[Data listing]
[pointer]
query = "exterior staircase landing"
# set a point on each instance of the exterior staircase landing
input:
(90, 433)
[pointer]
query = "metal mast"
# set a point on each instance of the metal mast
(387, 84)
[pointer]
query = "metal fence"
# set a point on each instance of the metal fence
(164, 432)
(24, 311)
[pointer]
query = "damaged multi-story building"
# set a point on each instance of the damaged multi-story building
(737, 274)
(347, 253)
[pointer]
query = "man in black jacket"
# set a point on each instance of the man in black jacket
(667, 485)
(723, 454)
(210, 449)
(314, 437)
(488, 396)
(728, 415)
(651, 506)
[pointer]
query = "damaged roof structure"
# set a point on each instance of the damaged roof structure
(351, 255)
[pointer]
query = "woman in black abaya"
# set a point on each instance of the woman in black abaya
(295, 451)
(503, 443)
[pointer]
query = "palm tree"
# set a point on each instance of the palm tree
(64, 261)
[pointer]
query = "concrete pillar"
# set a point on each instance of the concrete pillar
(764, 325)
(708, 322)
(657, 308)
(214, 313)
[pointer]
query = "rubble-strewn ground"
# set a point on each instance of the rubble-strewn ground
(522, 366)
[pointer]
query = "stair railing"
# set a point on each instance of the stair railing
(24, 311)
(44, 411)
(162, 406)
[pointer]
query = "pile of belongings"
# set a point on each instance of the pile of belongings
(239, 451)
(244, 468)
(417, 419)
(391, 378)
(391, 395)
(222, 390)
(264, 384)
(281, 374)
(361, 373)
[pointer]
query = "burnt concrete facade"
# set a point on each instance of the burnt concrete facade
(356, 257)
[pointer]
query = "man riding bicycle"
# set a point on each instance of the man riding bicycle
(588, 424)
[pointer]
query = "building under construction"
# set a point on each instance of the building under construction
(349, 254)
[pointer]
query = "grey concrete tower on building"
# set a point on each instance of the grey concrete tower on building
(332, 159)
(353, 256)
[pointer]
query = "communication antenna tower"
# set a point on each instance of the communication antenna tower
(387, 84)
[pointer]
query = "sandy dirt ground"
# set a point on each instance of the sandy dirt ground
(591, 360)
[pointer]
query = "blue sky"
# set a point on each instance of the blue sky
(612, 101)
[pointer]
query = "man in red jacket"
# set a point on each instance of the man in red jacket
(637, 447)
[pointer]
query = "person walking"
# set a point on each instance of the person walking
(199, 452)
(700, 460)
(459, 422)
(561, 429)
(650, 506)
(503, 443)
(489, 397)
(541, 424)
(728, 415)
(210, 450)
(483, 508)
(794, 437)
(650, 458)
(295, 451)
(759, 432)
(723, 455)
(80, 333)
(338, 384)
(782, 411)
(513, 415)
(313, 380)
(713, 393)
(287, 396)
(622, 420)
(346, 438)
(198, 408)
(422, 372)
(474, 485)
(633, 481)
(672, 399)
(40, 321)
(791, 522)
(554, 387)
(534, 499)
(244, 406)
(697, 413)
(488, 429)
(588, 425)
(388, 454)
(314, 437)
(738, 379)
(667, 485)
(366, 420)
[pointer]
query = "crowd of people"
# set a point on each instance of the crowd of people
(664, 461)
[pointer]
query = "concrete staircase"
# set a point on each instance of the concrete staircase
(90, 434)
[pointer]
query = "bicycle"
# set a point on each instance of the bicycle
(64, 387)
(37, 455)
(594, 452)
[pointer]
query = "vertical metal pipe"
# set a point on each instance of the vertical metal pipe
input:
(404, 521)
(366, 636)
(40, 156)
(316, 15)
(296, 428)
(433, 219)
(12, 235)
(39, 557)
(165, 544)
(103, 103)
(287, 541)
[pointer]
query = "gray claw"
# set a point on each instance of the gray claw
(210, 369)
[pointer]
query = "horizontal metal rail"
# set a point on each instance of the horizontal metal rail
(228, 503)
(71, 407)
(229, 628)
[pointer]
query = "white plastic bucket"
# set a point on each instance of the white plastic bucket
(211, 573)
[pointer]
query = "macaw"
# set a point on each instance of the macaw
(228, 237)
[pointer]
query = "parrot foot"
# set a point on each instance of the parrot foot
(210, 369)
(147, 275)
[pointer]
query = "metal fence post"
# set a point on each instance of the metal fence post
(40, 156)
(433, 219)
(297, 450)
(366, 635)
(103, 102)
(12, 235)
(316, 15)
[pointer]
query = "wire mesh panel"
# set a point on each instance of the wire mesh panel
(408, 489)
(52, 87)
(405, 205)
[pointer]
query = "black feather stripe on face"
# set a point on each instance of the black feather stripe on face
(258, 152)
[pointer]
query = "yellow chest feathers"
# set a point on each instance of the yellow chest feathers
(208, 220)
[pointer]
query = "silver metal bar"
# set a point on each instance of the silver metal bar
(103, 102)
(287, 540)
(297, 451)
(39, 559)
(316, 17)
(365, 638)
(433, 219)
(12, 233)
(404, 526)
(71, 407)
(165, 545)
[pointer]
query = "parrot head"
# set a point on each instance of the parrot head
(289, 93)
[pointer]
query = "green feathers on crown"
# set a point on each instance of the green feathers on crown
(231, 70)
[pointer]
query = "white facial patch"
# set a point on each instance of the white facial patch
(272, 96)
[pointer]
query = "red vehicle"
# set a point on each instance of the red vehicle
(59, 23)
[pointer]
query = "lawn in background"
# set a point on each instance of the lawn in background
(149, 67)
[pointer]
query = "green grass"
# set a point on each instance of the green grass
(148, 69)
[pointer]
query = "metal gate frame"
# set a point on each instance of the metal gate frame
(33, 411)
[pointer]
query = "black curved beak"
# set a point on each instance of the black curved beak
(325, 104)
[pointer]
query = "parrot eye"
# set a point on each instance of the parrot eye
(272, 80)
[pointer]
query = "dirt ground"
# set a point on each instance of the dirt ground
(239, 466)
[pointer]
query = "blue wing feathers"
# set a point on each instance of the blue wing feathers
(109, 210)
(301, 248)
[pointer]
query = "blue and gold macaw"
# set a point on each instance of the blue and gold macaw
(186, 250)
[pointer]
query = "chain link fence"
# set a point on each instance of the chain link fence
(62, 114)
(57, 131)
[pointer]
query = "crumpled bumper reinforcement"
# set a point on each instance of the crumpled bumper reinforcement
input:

Task description: Transcribe each record exactly. Leave nothing out.

Exercise answer:
[pointer]
query = "exterior staircase landing"
# set a point on each instance of the exterior staircase landing
input:
(90, 433)
[pointer]
query = "metal mast"
# set a point on each instance of the metal mast
(387, 84)
[pointer]
query = "metal fence"
# set a point on each instance of the metal fence
(164, 432)
(24, 311)
[pointer]
query = "damaged multi-story building"
# set a point on each instance of the damaged multi-story building
(737, 274)
(347, 253)
[pointer]
query = "man in black jacket"
# set a point on each instance of the man in black jacket
(667, 485)
(723, 454)
(210, 449)
(314, 437)
(488, 396)
(728, 415)
(651, 506)
[pointer]
query = "damaged roof structure"
# set a point on each instance of the damaged roof structure
(351, 255)
[pointer]
query = "woman in black abaya"
# set a point on each instance of the woman in black abaya
(295, 451)
(503, 443)
[pointer]
query = "palm tree"
# set a point on each instance of the palm tree
(64, 261)
[pointer]
query = "concrete pillar"
# set a point on each instance of the concrete pillar
(764, 325)
(708, 322)
(657, 308)
(214, 313)
[pointer]
query = "rubble-strewn ground"
# set a point on each instance of the rubble-strewn ground
(522, 366)
[pointer]
query = "stair railing"
# set a point on each instance of the stair railing
(24, 311)
(44, 411)
(162, 406)
[pointer]
query = "pile of belongings"
# set a point on each instance of the pile of belongings
(239, 451)
(244, 468)
(417, 419)
(391, 378)
(391, 395)
(222, 390)
(264, 384)
(281, 374)
(361, 373)
[pointer]
query = "burnt concrete facade"
# set a point on each instance of the burnt concrete facade
(356, 257)
[pointer]
query = "man riding bicycle"
# set a point on each instance of the man riding bicycle
(588, 424)
[pointer]
query = "building under construction"
# set a point on each instance of the building under construction
(349, 254)
[pointer]
query = "grey concrete tower on building"
# set a point on each instance of the grey concrete tower on building
(332, 159)
(353, 256)
[pointer]
query = "communication antenna tower"
# set a point on each instance of the communication antenna tower
(387, 84)
[pointer]
query = "sandy dirt ground"
# set a point on each instance of the sandy dirt ground
(591, 360)
[pointer]
query = "blue sky"
# set a point on each instance of the blue sky
(612, 101)
[pointer]
query = "man in red jacket"
# set a point on each instance of the man in red jacket
(637, 447)
[pointer]
query = "person walking"
# set a point on each instance of the person walking
(199, 452)
(700, 460)
(459, 422)
(561, 429)
(650, 506)
(503, 443)
(489, 397)
(541, 424)
(728, 415)
(210, 450)
(483, 508)
(794, 437)
(650, 458)
(295, 451)
(759, 432)
(723, 455)
(80, 333)
(338, 384)
(782, 411)
(513, 415)
(313, 380)
(713, 393)
(287, 396)
(622, 420)
(346, 438)
(198, 408)
(422, 372)
(474, 485)
(633, 481)
(672, 399)
(40, 321)
(791, 522)
(554, 387)
(534, 499)
(244, 406)
(697, 413)
(488, 429)
(588, 425)
(388, 454)
(314, 437)
(738, 379)
(667, 485)
(366, 420)
[pointer]
query = "crowd of people"
# set a point on each instance of the crowd of people
(664, 461)
[pointer]
query = "concrete staircase"
# set a point on each instance of the concrete staircase
(90, 434)
[pointer]
query = "bicycle"
# set a point on each instance of the bicycle
(64, 387)
(37, 455)
(594, 452)
[pointer]
query = "vertical metal pipe"
# set a point on each instance of the vertical metal pipe
input:
(404, 521)
(366, 636)
(40, 156)
(316, 15)
(296, 428)
(433, 219)
(12, 235)
(39, 557)
(165, 544)
(103, 103)
(287, 541)
[pointer]
query = "gray claw"
# set a point on each instance of the gray claw
(210, 369)
[pointer]
query = "horizontal metal rail"
# set a point on each instance of the horizontal metal rail
(228, 503)
(71, 407)
(229, 628)
[pointer]
query = "white plastic bucket"
# set a point on each instance of the white plastic bucket
(211, 573)
[pointer]
query = "macaw"
# set a point on each instance of the macaw
(228, 237)
[pointer]
query = "parrot foot"
# set a point on each instance of the parrot foot
(210, 369)
(147, 275)
[pointer]
query = "metal fence post"
# set a point on each instance of the metal fence post
(40, 156)
(433, 219)
(297, 450)
(366, 635)
(103, 102)
(12, 235)
(316, 15)
[pointer]
query = "wire mesh panel"
# set a point on each instance of the wire mesh panel
(408, 489)
(52, 87)
(405, 205)
[pointer]
query = "black feather stripe on face"
# set a point on each instance of the black feather stripe on face
(258, 152)
[pointer]
query = "yellow chest feathers"
# set a point on each instance of the yellow chest feathers
(208, 220)
[pointer]
query = "silver metal bar"
# set a point on each instance of the silver metal bar
(103, 102)
(287, 540)
(297, 451)
(39, 559)
(316, 17)
(365, 638)
(433, 219)
(12, 233)
(404, 526)
(71, 407)
(165, 545)
[pointer]
query = "parrot head"
# set a point on each instance of the parrot head
(289, 93)
[pointer]
query = "green feathers on crown"
# set a point on each instance of the green feathers on crown
(231, 70)
[pointer]
query = "white facial patch"
# set a point on each instance of the white facial patch
(272, 96)
[pointer]
query = "red vehicle"
# set a point on each instance of the red vehicle
(59, 23)
[pointer]
query = "lawn in background"
# set a point on each instance of the lawn in background
(149, 67)
[pointer]
query = "green grass"
# set a point on each instance of the green grass
(148, 69)
[pointer]
query = "metal gate frame"
# set a point on each instance of the metal gate frame
(33, 411)
[pointer]
query = "black curved beak"
# set a point on each instance of the black curved beak
(325, 104)
[pointer]
query = "parrot eye"
# set a point on each instance of the parrot eye
(272, 80)
[pointer]
query = "dirt ground"
# set a point on each instance of the dirt ground
(239, 466)
[pointer]
query = "blue wing feathers"
# set a point on each instance of the blue wing feathers
(109, 210)
(301, 248)
[pointer]
query = "blue and gold macaw"
# set a point on each instance of the blue and gold macaw
(186, 250)
[pointer]
query = "chain link fence"
# set a point on each instance of the chain link fence
(62, 114)
(57, 131)
[pointer]
query = "crumpled bumper reinforcement"
# set a point on each instance of the crumpled bumper reinforcement
input:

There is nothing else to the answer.